◆ Given text ◆

While watching NO COUNTRY FOR OLD MEN (which I haven’t reviewed, but will), I was captivated by Josh Brolin’s brilliant mix of the phlegmatic and jittery and, like everyone else though, “Why isn’t this guy in more stuff?” Of course, before his fortuitous enterprise with the Bros. Coens, Brolin was toiling away in obscure movies and his most famous role to date was either GOONIES or as the son of Barbra’s Streisand’s husband (also named Brolin*). Brolin had a breakout year – he’s one of those guys who needed to escape his boy-toy image and put some character on his brow.
So this got me thinking, who are the other actors and actresses who need to be in more movies? This is not the same as the A.V. Club’s list, where they pick character actors who are very active, and very good. Robert Downey Jr., Catherine Keener, Zooey Deschanel, and Steve Buscemi (among my favorites) are already in a lot of movies, and I’m happy with that (even though many of them are crap or are going to be crappy). Unfortunately, you rarely see the folks I’m noting in choice roles. Here’s hoping they find a Forsterian** comeback that jolts them into character actor heaven.
This is kind of a reverse-order list, meaning my number one is at the end. There are eleven, by the way.
IBEN HJEILE
There are two camps among fans of the Cusack HIGH FIDELITY movie. Some found Hjeile annoying and whiny, others saw her as a refreshing new face attractive in an unfamiliar way. I stand in the latter camp, and looked forward to seeing her as a permanent fixture in independent movies. Sadly, she rarely graces the American screen. According to the IMDB, she’s back in Denmark making movies.
THORA BIRCH

Another face I thought would be an indie fixture. Her roles in AMERICAN BEAUTY and GHOST WORLD were iconic, but unfortunately in an Anthony Perkins/PSYCHO sort of way. I don’t think any casting director can look beyond Birch to see her talents extending past the ability to play hipst-hers who wear coke bottle glasses and roll their eyes a lot. It’s too bad because those roles do an effective job of masking her unusual beauty. Her post GHOST WORLD-resume is a list of movies you’ve never heard of. I wish they’d cast her instead of Christina Ricci in everything.
TOBY HUSS

I know, who? Huss materializes every now and then and reminds me that he exists. Mostly, he’s been “that guy” in a bunch of TV shows I love – SEINFELD, THE ADVENTURES OF PETE AND PETE, NEWSRADIO. This year, he hilariously played a drunken limo driver in CURB YOUR ENTHUSIASM. He also stole scenes in RESCUE DAWN. I think Huss needs an “Uncle Rico” role to show his gifts.
CHRIS ELLIOTT

I think Elliott’s thing is to make funny appearances on Letterman and get paid to show up in random movies and make unfunny dialogue slightly funnier. But I think CABIN BOY actually showed an actor who could carry a film, albeit a bad one. His scenes in SOMETHING ABOUT MARY are by far the funniest.
GINA GERSHON

Mainly because she’s very very hot. But also because she showed some comic range on CURB YOUR ENTHUSIASM as an exotic dry cleaner. Critics and columnists are always complaining that there aren’t enough choice roles for older women – here’s one.

Object position labeling entries
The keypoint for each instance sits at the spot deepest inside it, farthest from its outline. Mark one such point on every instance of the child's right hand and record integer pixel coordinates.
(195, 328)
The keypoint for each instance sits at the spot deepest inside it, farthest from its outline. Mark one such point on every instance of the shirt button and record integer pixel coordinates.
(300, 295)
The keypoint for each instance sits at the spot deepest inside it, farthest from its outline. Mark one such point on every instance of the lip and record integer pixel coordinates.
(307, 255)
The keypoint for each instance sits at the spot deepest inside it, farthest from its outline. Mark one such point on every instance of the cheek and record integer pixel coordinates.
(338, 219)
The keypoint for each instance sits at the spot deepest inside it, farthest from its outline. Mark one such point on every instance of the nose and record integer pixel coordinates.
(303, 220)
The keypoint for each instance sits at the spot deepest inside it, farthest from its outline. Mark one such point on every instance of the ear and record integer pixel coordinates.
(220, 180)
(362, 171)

◆ Brief ◆
Reproduce verbatim the portion of the post on underused actors that opens with the words "IBEN HJEILE" and closes with "Denmark making movies.".

◆ Exercise response ◆
IBEN HJEILE
There are two camps among fans of the Cusack HIGH FIDELITY movie. Some found Hjeile annoying and whiny, others saw her as a refreshing new face attractive in an unfamiliar way. I stand in the latter camp, and looked forward to seeing her as a permanent fixture in independent movies. Sadly, she rarely graces the American screen. According to the IMDB, she’s back in Denmark making movies.